- **SUPPLIED RECORDS**

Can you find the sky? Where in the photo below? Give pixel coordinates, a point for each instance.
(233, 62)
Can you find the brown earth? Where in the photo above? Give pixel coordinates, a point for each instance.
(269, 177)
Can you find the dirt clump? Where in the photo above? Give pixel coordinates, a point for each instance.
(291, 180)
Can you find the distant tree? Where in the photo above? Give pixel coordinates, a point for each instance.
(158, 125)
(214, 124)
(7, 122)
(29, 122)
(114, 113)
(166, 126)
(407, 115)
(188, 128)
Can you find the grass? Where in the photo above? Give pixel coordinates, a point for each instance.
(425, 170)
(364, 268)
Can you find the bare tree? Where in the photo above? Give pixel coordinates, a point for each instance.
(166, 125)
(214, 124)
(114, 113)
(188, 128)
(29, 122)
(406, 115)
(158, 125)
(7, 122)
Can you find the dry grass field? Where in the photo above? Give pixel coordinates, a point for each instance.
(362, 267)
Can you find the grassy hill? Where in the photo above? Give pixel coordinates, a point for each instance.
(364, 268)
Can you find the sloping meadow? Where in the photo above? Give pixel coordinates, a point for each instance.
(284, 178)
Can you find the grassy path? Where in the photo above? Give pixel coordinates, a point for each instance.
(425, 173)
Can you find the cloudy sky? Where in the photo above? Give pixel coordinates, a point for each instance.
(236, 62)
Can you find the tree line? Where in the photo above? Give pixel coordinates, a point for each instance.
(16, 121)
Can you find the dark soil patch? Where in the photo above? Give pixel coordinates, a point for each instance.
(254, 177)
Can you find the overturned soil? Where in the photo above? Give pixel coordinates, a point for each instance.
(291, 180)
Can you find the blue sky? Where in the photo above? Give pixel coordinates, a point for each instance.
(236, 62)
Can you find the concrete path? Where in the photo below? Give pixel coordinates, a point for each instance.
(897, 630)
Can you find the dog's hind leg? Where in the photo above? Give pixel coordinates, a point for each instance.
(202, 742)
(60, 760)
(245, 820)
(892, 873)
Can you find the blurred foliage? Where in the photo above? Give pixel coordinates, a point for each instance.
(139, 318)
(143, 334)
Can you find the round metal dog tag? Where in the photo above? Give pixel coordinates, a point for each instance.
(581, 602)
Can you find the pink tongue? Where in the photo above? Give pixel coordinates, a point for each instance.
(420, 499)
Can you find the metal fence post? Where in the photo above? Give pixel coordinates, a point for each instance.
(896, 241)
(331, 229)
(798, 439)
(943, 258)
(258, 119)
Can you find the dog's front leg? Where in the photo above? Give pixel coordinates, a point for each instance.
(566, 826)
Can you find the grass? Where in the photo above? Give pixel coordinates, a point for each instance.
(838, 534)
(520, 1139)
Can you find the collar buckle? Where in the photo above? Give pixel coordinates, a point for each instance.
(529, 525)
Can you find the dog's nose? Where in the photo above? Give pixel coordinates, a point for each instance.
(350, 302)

- **TRY IT**
Transcribe the full set of records precisely.

- **ANSWER FOR THIS EXERCISE**
Can you find the sky? Where in the photo below? Give pixel coordinates, a point for each instance.
(233, 62)
Can you find the brown earth? Where in the photo above? Give pixel coordinates, a point for each instance.
(269, 177)
Can you find the dirt clump? Where in the photo above? Give pixel coordinates, a point for each instance.
(291, 180)
Can you find the distant tree? Where in the photo above? Give pixel coordinates, a point for each instance.
(158, 125)
(214, 124)
(7, 122)
(29, 122)
(114, 113)
(166, 126)
(407, 115)
(188, 128)
Can you find the grass? Where in the photo above? Give pixel coordinates, a point for each instance.
(425, 170)
(364, 268)
Can you find the bare tree? Where in the photo above? Give pixel coordinates, a point for each instance.
(166, 125)
(214, 124)
(114, 113)
(188, 128)
(29, 122)
(406, 115)
(158, 125)
(7, 122)
Can you find the dry grass field? Where in the photo above? Give pixel coordinates, a point for each instance.
(362, 267)
Can you find the grassy hill? Where in the photo above? Give pixel coordinates, a point for each instance.
(364, 268)
Can you find the sloping meadow? Where in the photo above? Give pixel coordinates, a point for each instance.
(284, 178)
Can you find the grassy path? Where in the photo above? Give pixel coordinates, a point for each instance.
(425, 173)
Can you find the cloudy sky? Where in the photo above? Give pixel coordinates, a point for each instance.
(236, 62)
Can you find the tree line? Where in the photo above? Give pixel coordinates, a point for each instance.
(16, 121)
Can you find the dark soil patch? Where in the photo above? Give pixel coordinates, a point for each instance.
(254, 177)
Can you find the overturned soil? Where in the photo above? Give pixel coordinates, a point for each instance.
(291, 180)
Can you find the blue sky? Where in the photo above? Give pixel coordinates, a point for each instance.
(236, 62)
Can you find the concrete path? Where in the photo below? Give pixel coordinates, a point for each instance.
(897, 630)
Can you find the dog's hind leg? Where in the photo above? Give pixel coordinates, a point for each instance.
(202, 742)
(60, 760)
(245, 820)
(892, 873)
Can you find the blurred foliage? Where in the photo above? Give pixel coordinates, a point for each instance.
(139, 318)
(143, 334)
Can you find the round metal dog tag? Where in the photo above? Give pixel coordinates, a point for each instance.
(581, 602)
Can you find the pink tongue? Where in the photo above? Give pixel coordinates, a point for each instance.
(420, 499)
Can you find the metal fence post? Where in the photo above? Give pixel coordinates, a point for each instance.
(896, 241)
(331, 229)
(798, 439)
(943, 258)
(258, 119)
Can you find the dog's front leg? Where in the photo above? Give pixel coordinates, a point for each instance.
(566, 826)
Can you find the grass? Where in the photo above? Give pixel coordinates, a point for each instance.
(838, 534)
(520, 1139)
Can you find the collar buckle? Where in the photo above? Give pixel coordinates, a point for each instance.
(529, 525)
Can you find the dog's nose? Where in the photo above? Give pixel coordinates, a point for each instance.
(350, 302)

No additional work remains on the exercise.